[MATERIAL TO PROCESS Boundary: Start]

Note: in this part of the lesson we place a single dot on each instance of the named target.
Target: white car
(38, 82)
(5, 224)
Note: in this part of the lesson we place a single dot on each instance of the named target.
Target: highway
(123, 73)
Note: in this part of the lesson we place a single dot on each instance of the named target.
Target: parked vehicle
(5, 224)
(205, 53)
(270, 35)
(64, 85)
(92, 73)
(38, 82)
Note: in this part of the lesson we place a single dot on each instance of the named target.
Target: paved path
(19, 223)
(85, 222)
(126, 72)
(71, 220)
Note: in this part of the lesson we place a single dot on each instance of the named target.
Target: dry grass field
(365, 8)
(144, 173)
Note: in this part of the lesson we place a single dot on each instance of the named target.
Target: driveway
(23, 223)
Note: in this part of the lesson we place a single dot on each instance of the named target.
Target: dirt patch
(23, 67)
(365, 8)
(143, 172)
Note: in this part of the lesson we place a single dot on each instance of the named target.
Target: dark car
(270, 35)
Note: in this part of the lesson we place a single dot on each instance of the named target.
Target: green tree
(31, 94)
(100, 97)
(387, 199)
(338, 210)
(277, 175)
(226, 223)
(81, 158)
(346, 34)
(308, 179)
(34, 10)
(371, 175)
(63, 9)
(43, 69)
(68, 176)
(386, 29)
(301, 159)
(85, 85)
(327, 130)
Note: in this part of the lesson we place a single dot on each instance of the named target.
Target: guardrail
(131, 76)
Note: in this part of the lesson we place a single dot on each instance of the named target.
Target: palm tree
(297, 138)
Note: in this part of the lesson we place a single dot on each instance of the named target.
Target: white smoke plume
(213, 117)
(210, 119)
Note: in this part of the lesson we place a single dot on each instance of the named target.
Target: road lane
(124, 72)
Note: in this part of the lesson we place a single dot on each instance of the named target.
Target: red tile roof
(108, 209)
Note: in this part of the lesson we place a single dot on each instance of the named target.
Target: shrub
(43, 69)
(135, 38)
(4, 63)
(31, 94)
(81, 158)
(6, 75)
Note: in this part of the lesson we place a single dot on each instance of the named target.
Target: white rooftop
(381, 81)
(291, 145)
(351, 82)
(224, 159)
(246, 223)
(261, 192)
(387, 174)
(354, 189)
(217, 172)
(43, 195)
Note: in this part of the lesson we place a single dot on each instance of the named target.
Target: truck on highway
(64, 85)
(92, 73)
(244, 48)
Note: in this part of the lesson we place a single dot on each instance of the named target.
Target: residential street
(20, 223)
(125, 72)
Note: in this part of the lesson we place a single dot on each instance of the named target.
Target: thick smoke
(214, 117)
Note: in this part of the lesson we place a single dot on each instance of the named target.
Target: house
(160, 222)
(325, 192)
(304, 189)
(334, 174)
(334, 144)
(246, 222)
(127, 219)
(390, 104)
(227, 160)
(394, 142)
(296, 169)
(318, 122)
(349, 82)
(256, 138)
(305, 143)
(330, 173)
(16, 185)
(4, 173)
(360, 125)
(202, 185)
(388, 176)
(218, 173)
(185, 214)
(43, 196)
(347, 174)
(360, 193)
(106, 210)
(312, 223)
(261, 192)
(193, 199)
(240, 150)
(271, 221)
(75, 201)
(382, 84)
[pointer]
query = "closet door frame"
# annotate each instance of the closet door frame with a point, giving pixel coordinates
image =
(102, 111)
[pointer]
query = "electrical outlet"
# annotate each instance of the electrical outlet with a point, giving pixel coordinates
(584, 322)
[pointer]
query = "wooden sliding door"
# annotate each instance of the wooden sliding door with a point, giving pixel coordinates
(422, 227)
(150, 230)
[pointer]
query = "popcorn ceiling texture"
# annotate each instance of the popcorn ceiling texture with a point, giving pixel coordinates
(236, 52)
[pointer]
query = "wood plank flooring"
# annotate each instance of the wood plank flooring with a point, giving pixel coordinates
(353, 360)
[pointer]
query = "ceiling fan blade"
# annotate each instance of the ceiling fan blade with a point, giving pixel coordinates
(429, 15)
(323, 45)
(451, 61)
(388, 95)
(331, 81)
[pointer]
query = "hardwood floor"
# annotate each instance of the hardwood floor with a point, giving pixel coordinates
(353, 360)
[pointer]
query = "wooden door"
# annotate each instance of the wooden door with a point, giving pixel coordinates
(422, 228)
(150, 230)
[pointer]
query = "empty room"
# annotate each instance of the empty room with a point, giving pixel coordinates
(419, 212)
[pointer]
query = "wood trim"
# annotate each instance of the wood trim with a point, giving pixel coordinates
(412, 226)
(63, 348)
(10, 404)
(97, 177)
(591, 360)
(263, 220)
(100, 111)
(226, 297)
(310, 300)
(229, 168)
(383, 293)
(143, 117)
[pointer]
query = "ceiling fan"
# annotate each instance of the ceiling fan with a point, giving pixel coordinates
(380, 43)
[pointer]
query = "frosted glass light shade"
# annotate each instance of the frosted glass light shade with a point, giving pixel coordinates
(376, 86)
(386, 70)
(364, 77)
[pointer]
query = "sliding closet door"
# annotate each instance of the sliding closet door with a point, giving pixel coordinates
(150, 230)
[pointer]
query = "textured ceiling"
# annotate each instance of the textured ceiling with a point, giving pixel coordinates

[MATERIAL TO PROCESS Boundary: End]

### EXERCISE INSTRUCTIONS
Every line in the data that holds the string "textured" should be returned.

### EXERCISE ANSWER
query = "textured ceiling"
# annotate each instance of the textured ceiling with a point, giving pixel coordinates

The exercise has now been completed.